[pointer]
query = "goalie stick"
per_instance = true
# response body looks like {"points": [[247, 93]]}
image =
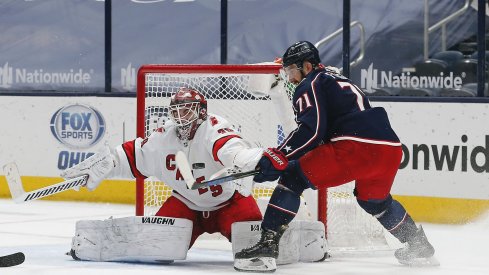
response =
{"points": [[184, 166], [12, 259], [224, 179], [20, 195]]}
____
### GOAL OF THE EXERCISE
Copy out the records above in full, exactly as written, but not the pictures.

### REPLY TO THE EXERCISE
[pointer]
query = "goalie stick"
per_instance = true
# response body looks like {"points": [[247, 93]]}
image =
response =
{"points": [[184, 166], [12, 259], [224, 179], [20, 195]]}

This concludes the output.